**Short problem**
Omit every picture while repeating the entries exactly.

**Data provided**
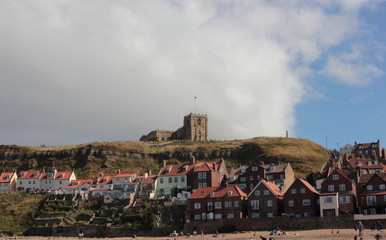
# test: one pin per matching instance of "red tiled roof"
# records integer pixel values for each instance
(63, 175)
(274, 189)
(4, 175)
(365, 162)
(105, 180)
(219, 192)
(373, 193)
(175, 170)
(311, 188)
(150, 179)
(29, 174)
(124, 175)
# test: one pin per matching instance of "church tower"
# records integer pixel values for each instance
(195, 127)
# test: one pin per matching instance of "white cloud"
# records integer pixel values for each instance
(349, 68)
(76, 71)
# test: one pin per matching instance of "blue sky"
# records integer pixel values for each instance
(83, 71)
(350, 112)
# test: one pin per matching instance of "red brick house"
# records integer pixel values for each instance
(206, 174)
(371, 150)
(265, 200)
(301, 199)
(248, 176)
(337, 182)
(281, 174)
(220, 202)
(372, 196)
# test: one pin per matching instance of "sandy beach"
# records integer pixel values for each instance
(307, 234)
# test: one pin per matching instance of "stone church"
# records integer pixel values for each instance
(195, 128)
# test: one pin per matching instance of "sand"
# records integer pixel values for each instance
(307, 234)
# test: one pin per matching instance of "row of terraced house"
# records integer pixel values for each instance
(353, 183)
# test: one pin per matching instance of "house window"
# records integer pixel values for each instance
(328, 200)
(306, 202)
(255, 215)
(255, 205)
(371, 200)
(217, 205)
(210, 206)
(344, 199)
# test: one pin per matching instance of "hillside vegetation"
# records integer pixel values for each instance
(88, 160)
(17, 211)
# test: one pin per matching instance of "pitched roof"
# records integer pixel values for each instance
(30, 175)
(4, 175)
(277, 167)
(219, 191)
(311, 188)
(365, 163)
(175, 170)
(271, 186)
(63, 175)
(150, 179)
(124, 175)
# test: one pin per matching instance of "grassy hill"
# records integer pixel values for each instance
(88, 160)
(17, 210)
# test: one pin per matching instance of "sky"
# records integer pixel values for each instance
(84, 71)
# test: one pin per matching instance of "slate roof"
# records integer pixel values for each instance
(219, 192)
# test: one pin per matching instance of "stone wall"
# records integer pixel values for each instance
(285, 223)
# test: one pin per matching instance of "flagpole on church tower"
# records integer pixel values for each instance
(194, 106)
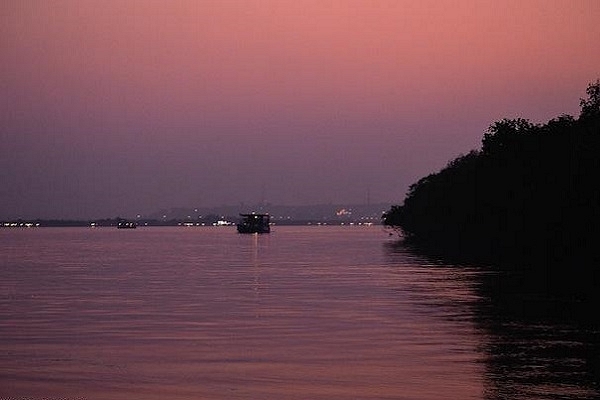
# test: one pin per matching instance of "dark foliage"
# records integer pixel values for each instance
(531, 192)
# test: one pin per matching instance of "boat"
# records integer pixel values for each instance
(254, 223)
(125, 224)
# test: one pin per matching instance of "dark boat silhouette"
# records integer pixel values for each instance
(254, 223)
(125, 224)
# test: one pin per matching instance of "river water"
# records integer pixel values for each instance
(302, 313)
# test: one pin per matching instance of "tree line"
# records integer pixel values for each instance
(532, 190)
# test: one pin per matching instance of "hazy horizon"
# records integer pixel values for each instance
(127, 107)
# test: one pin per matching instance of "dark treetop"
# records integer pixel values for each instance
(531, 192)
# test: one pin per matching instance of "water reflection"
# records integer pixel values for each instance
(537, 342)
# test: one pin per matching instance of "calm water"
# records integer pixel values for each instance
(302, 313)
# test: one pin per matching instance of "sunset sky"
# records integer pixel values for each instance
(123, 107)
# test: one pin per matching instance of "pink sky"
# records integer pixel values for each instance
(125, 107)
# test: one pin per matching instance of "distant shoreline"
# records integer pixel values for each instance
(38, 223)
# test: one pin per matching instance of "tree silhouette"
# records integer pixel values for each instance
(532, 191)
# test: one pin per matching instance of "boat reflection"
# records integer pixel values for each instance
(536, 342)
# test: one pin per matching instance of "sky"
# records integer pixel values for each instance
(125, 107)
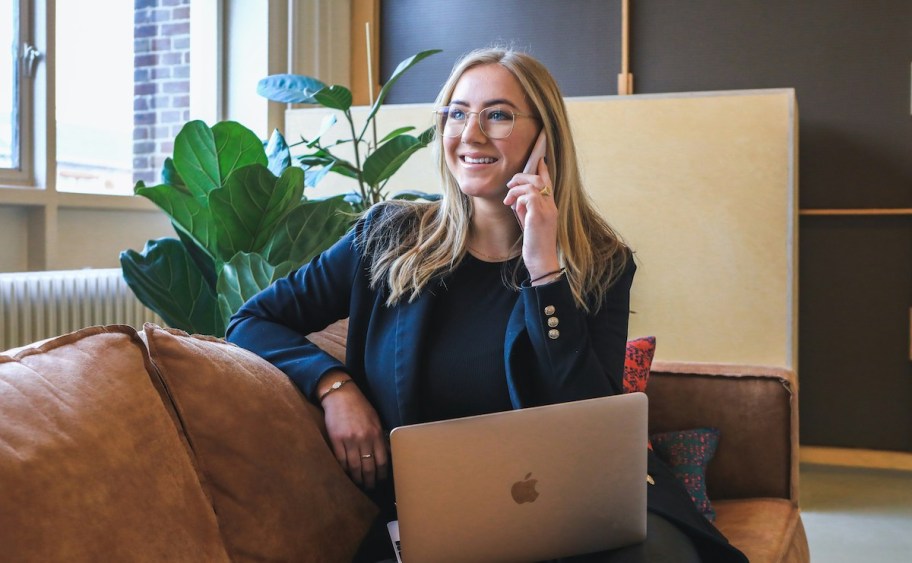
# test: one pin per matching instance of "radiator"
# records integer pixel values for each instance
(39, 305)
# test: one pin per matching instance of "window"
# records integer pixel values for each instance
(123, 91)
(9, 70)
(121, 84)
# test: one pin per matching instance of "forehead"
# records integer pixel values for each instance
(485, 83)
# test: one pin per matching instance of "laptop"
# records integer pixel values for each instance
(522, 485)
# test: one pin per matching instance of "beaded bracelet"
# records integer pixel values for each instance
(561, 271)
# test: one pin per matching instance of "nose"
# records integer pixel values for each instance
(472, 132)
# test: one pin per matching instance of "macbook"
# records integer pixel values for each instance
(523, 485)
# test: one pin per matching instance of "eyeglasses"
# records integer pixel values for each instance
(495, 122)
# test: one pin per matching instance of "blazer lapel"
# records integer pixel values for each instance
(412, 325)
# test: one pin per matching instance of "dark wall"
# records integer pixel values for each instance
(578, 40)
(849, 63)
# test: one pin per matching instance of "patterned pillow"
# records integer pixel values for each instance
(688, 453)
(637, 363)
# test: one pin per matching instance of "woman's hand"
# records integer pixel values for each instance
(537, 214)
(356, 435)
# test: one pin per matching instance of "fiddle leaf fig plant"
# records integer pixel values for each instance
(242, 221)
(375, 162)
(239, 209)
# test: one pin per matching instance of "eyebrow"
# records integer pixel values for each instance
(487, 103)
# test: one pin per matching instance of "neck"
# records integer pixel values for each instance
(494, 231)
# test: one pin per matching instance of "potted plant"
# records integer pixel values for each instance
(240, 210)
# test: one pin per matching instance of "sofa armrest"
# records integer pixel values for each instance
(332, 339)
(756, 410)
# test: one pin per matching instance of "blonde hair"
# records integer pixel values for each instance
(411, 243)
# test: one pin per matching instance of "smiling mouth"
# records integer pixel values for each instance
(481, 160)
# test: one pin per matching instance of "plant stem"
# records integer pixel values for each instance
(351, 124)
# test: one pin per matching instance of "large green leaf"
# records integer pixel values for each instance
(166, 280)
(200, 257)
(385, 161)
(400, 70)
(310, 229)
(290, 88)
(204, 158)
(237, 147)
(248, 209)
(196, 159)
(335, 97)
(278, 153)
(242, 277)
(187, 213)
(395, 133)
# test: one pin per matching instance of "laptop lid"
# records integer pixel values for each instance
(523, 485)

**Response to the task**
# test: one pin per matching instance of "red tiled roof"
# records integer pixel values for each instance
(63, 175)
(274, 189)
(4, 175)
(365, 162)
(105, 180)
(219, 192)
(373, 193)
(175, 170)
(311, 188)
(150, 179)
(29, 174)
(124, 175)
# test: one pin per matching instance of "church tower"
# records integer pixel values for each instance
(195, 127)
# test: one pin per matching instance of "white cloud"
# records integer pixel values for each instance
(349, 68)
(76, 71)
# test: one pin per matching instance of "blue sky"
# records integer pixel values for each instance
(83, 71)
(350, 112)
# test: one pin per matching instance of "red brick house"
# records integer pixel values for each instance
(206, 174)
(371, 150)
(265, 200)
(301, 199)
(248, 176)
(337, 182)
(281, 174)
(220, 202)
(372, 196)
# test: one pin per matching instance of "sandy beach"
# records integer pixel values for each instance
(307, 234)
# test: one pin per matching instance of "stone church"
# records integer pixel values for each instance
(195, 128)
# test: one pin per matching instance of "sand"
# records integer pixel values for each instance
(307, 234)
# test: one pin per matching instance of "row of terraced house"
# records integer pixel values for each instance
(353, 183)
# test: one pin per matching instance of "house window"
# records integer pixel values for each instance
(328, 200)
(306, 202)
(255, 215)
(255, 205)
(371, 200)
(217, 205)
(210, 206)
(344, 199)
# test: one pin per matching instance of "hillside vegetation"
# records integer pixel values for each instance
(88, 160)
(17, 211)
# test: one pin per matching instance of "pitched roof"
# records integer pixel values for each instance
(30, 175)
(4, 175)
(277, 167)
(219, 191)
(311, 188)
(365, 163)
(175, 170)
(271, 186)
(63, 175)
(150, 179)
(124, 175)
# test: one pin per matching instance of "grassy hill"
# records integer pixel values for each instance
(88, 160)
(17, 210)
# test: one pin per matching instance of "sky"
# records integer pixel values for each instance
(84, 71)
# test: one pin per matching instance of "slate roof"
# records integer pixel values for each instance
(219, 192)
# test: one pin per matching instance of "stone wall"
# records integer pixel values for each instance
(285, 223)
# test: one pin per matching instance of "flagpole on church tower"
# records integer pixel values for each instance
(194, 106)
# test: one pin per matching instance of "dark foliage"
# records integer pixel values for each instance
(531, 192)
# test: one pin per matching instance of "boat"
# records integer pixel values for each instance
(254, 223)
(125, 224)
# test: one pin per matching instance of "dark boat silhouette"
# records integer pixel values for each instance
(254, 223)
(125, 224)
# test: one pin per matching instance of "river water"
# records integer pixel values for each instance
(302, 313)
# test: one pin per matching instance of "tree line"
# records integer pixel values for each instance
(532, 190)
# test: one pin per matching instance of "hazy horizon"
# records integer pixel values for each instance
(127, 107)
# test: one pin per matching instance of "dark treetop"
# records integer pixel values for each instance
(531, 192)
# test: one pin per matching instance of "water reflection"
# records integer pixel values for each instance
(537, 342)
# test: one pin per matching instance of "calm water"
# records integer pixel values for each instance
(302, 313)
# test: one pin per matching instance of "sunset sky"
# records integer pixel values for each instance
(123, 107)
# test: one pin per matching instance of "pink sky"
# records integer pixel values for each instance
(125, 107)
# test: one pin per matching instance of "distant shoreline"
# records integer pixel values for each instance
(38, 223)
# test: one pin per matching instance of "tree silhouette"
# records integer pixel values for each instance
(532, 191)
# test: one pin per matching instance of "boat reflection"
# records integer pixel values for each instance
(536, 342)
# test: one pin per matching instance of "sky"
# records integer pixel values for each instance
(125, 107)
# test: one pin per matching instance of "radiator"
# records integer pixel values for each instance
(39, 305)
# test: one pin per matching instance of "window"
# records integer pixel values for each instance
(123, 91)
(9, 70)
(121, 84)
# test: one pin per matching instance of "forehead"
# records integer pixel values for each instance
(485, 83)
# test: one pin per matching instance of "laptop"
# records integer pixel values for each instance
(522, 485)
# test: one pin per matching instance of "beaded bracelet"
# records integer pixel values for each instance
(561, 271)
# test: one pin per matching instance of "nose"
# records integer pixel values for each instance
(472, 132)
# test: one pin per matching instance of "macbook"
# records integer pixel values for each instance
(523, 485)
# test: one pin per matching instance of "eyeglasses"
# records integer pixel values for each instance
(495, 122)
# test: one pin per matching instance of "blazer lapel"
# records integer pixel values for each instance
(412, 325)
# test: one pin per matching instance of "dark wall"
# records integer pixel values for each instance
(578, 40)
(849, 63)
# test: one pin per matching instance of "patterned pillow"
# records integer pixel values for each instance
(688, 453)
(637, 363)
# test: one pin per matching instance of "woman's hand"
# records integer pixel values for each instance
(537, 214)
(356, 435)
# test: one pin per matching instance of "fiddle leaf fig plant"
# records integer pixel values for each instance
(242, 221)
(375, 162)
(239, 209)
# test: one pin per matching instance of "eyebrow"
# records integer pixel values for each instance
(487, 103)
# test: one pin per matching instance of "neck"
# records integer pixel values for each instance
(494, 231)
# test: one pin per matching instance of "potted plant"
# records integer pixel values for each instance
(240, 210)
# test: one pin per matching instance of "sofa armrest"
# records integer pixel values for each instance
(332, 339)
(756, 410)
# test: one pin per matching instance of "blonde hair"
# records integer pixel values for each instance
(411, 243)
# test: one pin per matching instance of "smiling mouth"
# records integer pixel values for each instance
(481, 160)
# test: one pin per matching instance of "plant stem"
# records integer pixel values for each instance
(351, 124)
# test: one pin per matching instance of "large green leaf"
# records integer pixel values for each instance
(166, 280)
(200, 257)
(385, 161)
(400, 70)
(310, 229)
(290, 88)
(204, 158)
(237, 147)
(248, 209)
(196, 159)
(335, 97)
(278, 153)
(242, 277)
(187, 213)
(395, 133)
# test: one pin per matching instance of "laptop lid"
# records integer pixel values for each instance
(523, 485)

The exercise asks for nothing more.